# EIEIO (QDM) Club ----Memberships $500. (08/09)!



## Wornout Trails (Jun 1, 2007)

EIEIO Hunt Clubs has several openings in Franklin County, Ga.  Modified QDM rules, no alcohol (at anytime on club properties), pin in stand system, 3 guest days, 1 work day, hunt deer, turkey, hogs, and small game after deer season., camping and river fishing (North Club).                     

North Club--8 members total--150 acres.    (Membership $500.)
H/A Club---10 members total--240 acres.   (Membership $550.)    (includes Duck hunting)
--------------------------------------------------------------------
Paradise Club---6 members total---215 acres--(stocked pond fishing for you and family) Camping area with power. Property has 5 streams and two ponds, all hardwoods and no pines, pastures and fields and bottoms---------(Membership $1000.)

» **Records to use**
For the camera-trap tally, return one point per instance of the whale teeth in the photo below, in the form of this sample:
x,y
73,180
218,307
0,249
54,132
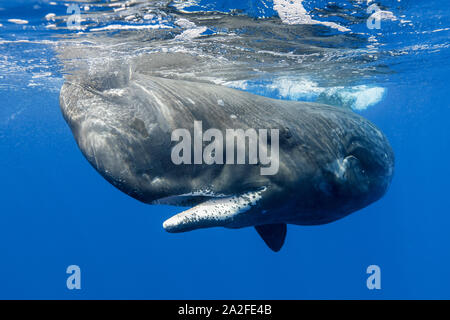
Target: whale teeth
x,y
211,213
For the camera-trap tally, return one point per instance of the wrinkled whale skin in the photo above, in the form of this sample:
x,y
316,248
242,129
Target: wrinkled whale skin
x,y
332,161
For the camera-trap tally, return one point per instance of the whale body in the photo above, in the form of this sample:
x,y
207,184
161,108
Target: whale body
x,y
331,161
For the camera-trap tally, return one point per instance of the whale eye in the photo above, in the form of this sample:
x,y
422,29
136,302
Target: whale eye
x,y
367,161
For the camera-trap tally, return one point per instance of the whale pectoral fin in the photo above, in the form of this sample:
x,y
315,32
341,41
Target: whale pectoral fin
x,y
273,235
212,213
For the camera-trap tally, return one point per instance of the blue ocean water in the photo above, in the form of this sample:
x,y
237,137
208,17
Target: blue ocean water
x,y
57,211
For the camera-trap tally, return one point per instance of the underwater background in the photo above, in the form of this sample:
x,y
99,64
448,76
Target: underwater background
x,y
57,211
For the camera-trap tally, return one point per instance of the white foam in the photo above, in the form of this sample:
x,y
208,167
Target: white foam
x,y
293,12
191,33
355,97
131,27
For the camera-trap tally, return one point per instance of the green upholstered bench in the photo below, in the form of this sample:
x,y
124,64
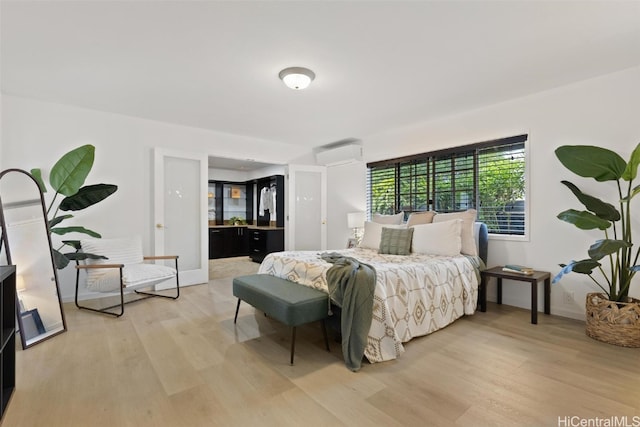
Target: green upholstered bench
x,y
290,303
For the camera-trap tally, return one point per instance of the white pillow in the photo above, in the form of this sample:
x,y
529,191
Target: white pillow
x,y
441,238
373,234
126,250
416,218
468,218
389,219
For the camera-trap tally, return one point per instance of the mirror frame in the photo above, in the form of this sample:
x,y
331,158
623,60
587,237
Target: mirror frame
x,y
4,244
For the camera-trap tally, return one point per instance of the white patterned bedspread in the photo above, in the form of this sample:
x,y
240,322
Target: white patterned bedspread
x,y
414,296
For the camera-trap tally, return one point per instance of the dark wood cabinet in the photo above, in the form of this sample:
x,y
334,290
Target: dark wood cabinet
x,y
265,241
225,242
8,330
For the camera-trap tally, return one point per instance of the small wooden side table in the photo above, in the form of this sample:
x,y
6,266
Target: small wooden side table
x,y
533,279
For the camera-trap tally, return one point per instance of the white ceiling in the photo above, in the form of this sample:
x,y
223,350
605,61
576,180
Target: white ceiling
x,y
379,65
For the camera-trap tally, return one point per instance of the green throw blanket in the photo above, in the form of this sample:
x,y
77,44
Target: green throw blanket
x,y
351,287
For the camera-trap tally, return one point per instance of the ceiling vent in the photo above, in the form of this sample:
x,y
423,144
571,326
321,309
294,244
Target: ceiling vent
x,y
340,155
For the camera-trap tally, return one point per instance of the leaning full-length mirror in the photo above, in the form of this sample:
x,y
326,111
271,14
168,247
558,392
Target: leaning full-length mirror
x,y
26,243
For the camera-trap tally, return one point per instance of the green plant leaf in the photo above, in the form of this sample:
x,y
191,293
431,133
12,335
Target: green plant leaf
x,y
631,171
73,243
60,260
70,172
592,162
37,174
602,209
632,194
87,196
584,266
57,220
584,220
604,247
65,230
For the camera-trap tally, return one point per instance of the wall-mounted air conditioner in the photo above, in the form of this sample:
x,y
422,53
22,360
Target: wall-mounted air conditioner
x,y
340,155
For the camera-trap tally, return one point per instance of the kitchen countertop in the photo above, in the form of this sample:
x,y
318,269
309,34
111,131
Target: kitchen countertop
x,y
249,226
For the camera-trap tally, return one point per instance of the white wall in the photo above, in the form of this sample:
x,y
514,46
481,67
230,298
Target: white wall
x,y
36,134
602,111
345,188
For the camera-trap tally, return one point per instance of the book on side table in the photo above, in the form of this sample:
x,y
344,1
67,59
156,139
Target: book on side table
x,y
521,269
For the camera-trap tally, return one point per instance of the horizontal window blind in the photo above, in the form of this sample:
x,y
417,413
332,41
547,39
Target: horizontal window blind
x,y
488,176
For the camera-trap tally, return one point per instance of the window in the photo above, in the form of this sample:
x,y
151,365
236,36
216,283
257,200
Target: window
x,y
487,176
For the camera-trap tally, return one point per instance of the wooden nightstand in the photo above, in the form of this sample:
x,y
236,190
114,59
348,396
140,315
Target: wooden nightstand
x,y
533,279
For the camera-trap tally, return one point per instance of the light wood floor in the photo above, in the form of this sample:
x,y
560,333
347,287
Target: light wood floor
x,y
184,363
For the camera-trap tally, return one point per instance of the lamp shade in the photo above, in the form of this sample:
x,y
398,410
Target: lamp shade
x,y
297,77
355,219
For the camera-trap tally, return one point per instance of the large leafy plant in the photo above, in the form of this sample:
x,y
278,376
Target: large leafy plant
x,y
67,179
616,250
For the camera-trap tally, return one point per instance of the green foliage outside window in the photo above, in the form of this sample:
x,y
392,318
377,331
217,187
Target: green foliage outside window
x,y
490,179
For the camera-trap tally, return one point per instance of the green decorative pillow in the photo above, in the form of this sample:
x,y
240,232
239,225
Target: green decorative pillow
x,y
396,241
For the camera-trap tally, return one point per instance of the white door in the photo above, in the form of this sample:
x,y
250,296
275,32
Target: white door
x,y
180,212
306,228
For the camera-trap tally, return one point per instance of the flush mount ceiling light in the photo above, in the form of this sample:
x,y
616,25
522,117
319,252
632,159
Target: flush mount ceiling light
x,y
297,78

» **Directions**
**a)** How many acres does the H/A Club cover, according to the hunt club listing?
**b)** Pick out every line of the records containing the string "white", matching case exactly.
The hunt club listing and the records are unrelated to each other.

» **Answers**
**a)** 240 acres.

**b)**
For the camera-trap tally, return one point per instance of the white foam in the photo above, in the form of this sample:
Target: white foam
For the camera-trap tally, return one point per instance of the white pillow in the photo above, in the form of this sample:
Target: white pillow
For the camera-trap tally, return one point per instance of the white patterned bedspread in the photo above, in the form of this sample:
Target: white patterned bedspread
For the camera-trap tally, return one point per instance of the white ceiling in the photo above, in the form of this sample:
Target: white ceiling
For the camera-trap tally, return one point per instance of the white wall in the photo above, in the form of this sample:
Target: white wall
For the camera-trap tally, return one point per instance of the white door in the photo above, in the form of this sample:
Target: white door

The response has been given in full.